[Start of SUPPLIED INFORMATION]

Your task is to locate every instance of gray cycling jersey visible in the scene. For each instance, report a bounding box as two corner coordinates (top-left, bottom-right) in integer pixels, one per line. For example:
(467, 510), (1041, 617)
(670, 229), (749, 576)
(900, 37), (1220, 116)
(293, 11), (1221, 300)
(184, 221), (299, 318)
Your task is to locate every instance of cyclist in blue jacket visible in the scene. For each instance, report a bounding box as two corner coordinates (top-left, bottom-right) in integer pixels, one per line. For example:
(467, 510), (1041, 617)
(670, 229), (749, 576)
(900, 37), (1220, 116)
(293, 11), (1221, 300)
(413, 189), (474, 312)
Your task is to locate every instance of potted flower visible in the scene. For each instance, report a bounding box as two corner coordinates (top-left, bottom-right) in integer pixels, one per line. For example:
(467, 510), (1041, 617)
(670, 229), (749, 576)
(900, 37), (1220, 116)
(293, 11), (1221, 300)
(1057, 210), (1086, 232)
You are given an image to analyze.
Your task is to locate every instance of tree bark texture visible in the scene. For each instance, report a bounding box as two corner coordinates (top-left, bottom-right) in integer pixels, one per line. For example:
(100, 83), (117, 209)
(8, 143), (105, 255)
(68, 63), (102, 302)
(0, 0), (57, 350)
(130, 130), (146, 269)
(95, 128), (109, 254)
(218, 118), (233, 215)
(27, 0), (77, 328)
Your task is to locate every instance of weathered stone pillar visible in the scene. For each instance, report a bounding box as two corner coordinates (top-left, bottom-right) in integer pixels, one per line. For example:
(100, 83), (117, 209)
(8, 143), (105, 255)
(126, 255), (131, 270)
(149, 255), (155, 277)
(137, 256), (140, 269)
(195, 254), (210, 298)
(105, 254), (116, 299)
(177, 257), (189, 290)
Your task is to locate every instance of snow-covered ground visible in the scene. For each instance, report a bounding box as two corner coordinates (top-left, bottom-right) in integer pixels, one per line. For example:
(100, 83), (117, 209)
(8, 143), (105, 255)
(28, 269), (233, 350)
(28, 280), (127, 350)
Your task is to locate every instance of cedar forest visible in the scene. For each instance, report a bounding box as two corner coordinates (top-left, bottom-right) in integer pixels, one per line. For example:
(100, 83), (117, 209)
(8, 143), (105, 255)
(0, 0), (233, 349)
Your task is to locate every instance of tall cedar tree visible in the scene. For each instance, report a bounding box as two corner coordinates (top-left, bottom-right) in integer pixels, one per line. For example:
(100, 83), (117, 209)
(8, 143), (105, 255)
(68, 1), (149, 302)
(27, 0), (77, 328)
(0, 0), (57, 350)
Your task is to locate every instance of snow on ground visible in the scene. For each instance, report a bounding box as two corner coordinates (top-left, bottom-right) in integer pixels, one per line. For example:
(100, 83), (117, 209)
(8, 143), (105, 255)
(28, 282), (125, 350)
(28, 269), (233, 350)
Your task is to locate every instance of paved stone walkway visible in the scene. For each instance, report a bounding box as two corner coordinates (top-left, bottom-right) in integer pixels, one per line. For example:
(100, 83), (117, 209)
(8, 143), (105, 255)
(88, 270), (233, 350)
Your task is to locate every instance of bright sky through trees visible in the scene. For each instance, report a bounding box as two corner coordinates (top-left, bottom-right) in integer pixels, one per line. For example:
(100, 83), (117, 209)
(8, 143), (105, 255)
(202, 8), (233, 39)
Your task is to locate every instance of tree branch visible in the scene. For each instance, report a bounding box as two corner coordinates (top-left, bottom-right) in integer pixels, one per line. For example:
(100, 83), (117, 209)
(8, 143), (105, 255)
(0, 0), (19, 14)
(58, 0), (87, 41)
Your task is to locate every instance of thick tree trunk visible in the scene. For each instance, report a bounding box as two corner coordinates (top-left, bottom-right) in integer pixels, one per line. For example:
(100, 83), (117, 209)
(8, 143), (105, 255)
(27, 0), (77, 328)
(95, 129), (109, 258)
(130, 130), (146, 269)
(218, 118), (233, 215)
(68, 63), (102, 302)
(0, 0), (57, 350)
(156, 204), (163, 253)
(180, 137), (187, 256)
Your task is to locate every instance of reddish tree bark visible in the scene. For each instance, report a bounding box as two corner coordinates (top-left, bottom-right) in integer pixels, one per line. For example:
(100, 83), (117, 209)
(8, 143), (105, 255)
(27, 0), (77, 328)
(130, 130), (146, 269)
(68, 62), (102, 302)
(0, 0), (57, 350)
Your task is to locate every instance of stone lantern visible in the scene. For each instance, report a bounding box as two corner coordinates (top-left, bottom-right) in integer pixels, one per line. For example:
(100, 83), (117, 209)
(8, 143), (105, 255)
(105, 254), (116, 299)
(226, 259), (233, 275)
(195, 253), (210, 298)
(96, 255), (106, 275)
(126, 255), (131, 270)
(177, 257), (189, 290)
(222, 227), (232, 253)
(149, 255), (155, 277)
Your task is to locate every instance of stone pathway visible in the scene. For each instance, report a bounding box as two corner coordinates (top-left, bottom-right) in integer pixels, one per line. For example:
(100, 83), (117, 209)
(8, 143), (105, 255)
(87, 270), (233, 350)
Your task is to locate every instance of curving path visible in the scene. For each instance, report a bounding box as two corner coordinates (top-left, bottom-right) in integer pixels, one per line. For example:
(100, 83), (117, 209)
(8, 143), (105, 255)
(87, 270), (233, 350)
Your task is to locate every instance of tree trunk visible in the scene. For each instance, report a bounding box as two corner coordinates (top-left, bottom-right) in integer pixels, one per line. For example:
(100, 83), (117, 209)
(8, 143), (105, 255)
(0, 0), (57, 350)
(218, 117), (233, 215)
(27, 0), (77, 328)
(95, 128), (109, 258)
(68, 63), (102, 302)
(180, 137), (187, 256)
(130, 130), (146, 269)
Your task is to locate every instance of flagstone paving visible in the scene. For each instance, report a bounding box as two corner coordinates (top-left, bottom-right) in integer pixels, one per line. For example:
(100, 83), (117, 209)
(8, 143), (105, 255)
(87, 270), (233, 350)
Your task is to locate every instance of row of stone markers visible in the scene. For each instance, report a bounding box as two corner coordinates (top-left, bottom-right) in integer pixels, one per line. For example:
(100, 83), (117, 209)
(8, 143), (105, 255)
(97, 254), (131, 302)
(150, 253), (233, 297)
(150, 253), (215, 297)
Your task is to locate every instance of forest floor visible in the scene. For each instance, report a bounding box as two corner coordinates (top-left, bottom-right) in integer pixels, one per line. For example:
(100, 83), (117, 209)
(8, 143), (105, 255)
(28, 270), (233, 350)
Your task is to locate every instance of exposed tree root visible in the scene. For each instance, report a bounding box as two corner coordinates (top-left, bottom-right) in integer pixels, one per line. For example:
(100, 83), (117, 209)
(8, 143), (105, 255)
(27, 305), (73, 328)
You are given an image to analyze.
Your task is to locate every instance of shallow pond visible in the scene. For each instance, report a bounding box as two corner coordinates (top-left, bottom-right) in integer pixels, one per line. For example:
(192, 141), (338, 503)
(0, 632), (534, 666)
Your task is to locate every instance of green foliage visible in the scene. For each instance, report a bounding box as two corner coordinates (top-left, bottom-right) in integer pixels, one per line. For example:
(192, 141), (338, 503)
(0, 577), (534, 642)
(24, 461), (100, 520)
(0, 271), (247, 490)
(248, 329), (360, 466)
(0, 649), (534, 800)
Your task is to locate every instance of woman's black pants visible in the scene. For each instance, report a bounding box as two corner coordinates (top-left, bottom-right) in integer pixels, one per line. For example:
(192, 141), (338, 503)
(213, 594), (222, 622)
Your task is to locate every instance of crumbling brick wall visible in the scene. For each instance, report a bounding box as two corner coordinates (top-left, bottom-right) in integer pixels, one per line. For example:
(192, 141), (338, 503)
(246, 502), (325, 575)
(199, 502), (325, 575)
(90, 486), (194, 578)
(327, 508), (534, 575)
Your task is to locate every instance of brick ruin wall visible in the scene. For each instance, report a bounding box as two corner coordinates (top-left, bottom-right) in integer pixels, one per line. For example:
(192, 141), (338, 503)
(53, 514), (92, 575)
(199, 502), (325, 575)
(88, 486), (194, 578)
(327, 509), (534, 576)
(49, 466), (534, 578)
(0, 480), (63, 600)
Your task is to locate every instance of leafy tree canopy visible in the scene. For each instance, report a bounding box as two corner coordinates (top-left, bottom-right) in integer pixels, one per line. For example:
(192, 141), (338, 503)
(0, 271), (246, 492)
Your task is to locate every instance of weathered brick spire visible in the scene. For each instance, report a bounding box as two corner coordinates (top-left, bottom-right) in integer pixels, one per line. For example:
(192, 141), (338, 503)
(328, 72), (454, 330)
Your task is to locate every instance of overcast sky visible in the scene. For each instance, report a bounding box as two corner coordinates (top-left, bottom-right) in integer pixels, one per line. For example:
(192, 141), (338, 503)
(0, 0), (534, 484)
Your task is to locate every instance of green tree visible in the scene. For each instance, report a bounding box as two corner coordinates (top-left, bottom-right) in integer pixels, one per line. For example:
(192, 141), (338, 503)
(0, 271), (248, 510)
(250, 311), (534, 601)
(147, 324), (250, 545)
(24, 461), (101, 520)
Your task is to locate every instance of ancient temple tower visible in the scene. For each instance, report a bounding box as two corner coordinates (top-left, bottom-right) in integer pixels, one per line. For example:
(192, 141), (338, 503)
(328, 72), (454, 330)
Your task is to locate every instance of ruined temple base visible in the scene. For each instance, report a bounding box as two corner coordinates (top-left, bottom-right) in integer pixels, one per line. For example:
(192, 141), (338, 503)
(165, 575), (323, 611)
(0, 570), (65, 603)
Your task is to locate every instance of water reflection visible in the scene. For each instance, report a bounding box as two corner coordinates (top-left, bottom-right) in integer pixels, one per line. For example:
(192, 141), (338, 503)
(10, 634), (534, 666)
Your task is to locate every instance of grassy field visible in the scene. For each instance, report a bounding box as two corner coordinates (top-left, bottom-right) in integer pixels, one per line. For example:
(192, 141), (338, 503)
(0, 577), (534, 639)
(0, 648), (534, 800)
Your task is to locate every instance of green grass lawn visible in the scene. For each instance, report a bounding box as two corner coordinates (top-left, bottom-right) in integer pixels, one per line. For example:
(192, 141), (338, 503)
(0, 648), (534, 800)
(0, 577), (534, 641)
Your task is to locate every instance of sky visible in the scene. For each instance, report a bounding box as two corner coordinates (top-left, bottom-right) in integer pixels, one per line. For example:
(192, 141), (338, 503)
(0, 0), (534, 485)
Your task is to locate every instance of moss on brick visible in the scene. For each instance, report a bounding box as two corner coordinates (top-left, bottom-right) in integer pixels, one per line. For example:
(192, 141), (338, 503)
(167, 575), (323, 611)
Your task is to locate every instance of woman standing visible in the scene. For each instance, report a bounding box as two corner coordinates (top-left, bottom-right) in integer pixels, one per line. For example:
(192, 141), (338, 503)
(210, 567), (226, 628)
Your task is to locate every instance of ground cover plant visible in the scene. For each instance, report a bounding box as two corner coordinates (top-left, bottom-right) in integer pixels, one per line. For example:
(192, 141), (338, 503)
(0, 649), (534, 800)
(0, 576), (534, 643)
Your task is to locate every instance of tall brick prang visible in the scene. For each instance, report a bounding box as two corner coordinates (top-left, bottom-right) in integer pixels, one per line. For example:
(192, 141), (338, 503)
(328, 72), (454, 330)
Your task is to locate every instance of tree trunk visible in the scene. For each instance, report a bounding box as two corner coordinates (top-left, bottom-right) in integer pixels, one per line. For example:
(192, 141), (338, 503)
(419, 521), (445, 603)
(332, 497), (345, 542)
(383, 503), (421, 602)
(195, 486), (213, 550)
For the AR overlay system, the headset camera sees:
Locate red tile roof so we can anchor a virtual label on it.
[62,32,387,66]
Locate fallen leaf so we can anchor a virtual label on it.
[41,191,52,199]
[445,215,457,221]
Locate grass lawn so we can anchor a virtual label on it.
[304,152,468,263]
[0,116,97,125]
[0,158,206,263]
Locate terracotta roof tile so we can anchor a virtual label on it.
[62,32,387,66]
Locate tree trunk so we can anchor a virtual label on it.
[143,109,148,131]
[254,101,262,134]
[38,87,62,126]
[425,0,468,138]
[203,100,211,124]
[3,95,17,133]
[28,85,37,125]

[End of SUPPLIED INFORMATION]

* _REQUIREMENT_
Copy out the records from the line containing "Your task is to locate every instance of crumbling" through the line containing "(0, 0), (534, 484)", word for word.

* _EXERCISE RESULT_
Your task is to locate every instance of crumbling brick wall visible in the scene. For each instance, report a bounding box as two corner coordinates (top-left, bottom-right) in integer pixels, one per line. For example:
(192, 141), (338, 503)
(246, 502), (325, 575)
(199, 502), (325, 575)
(90, 486), (194, 578)
(327, 508), (534, 575)
Your task is to locate every instance of brick ruin wall visible in the scene. For each instance, report a bounding box as two corner coordinates (top-left, bottom-right) in integer pixels, one per line. For example:
(192, 141), (338, 503)
(53, 514), (92, 575)
(199, 502), (325, 575)
(88, 486), (194, 578)
(327, 509), (534, 576)
(49, 466), (534, 578)
(0, 480), (63, 600)
Your task is to locate every instance of leafy tree canopy visible in the scene. For each instance, report a bounding box as two corner coordinates (top-left, bottom-right) in integer pixels, one per line. For example:
(192, 141), (338, 503)
(0, 271), (246, 492)
Your task is to locate every instance of weathered brick spire visible in the scene. For each instance, report a bounding box as two corner coordinates (top-left, bottom-right) in integer pixels, one per line. For example:
(192, 141), (338, 503)
(328, 72), (454, 330)
Your task is to locate every instance of overcast sky visible in the scene. For each instance, report a bounding box as two corner coordinates (top-left, bottom-right) in integer pixels, one per line. For example:
(192, 141), (338, 503)
(0, 0), (534, 484)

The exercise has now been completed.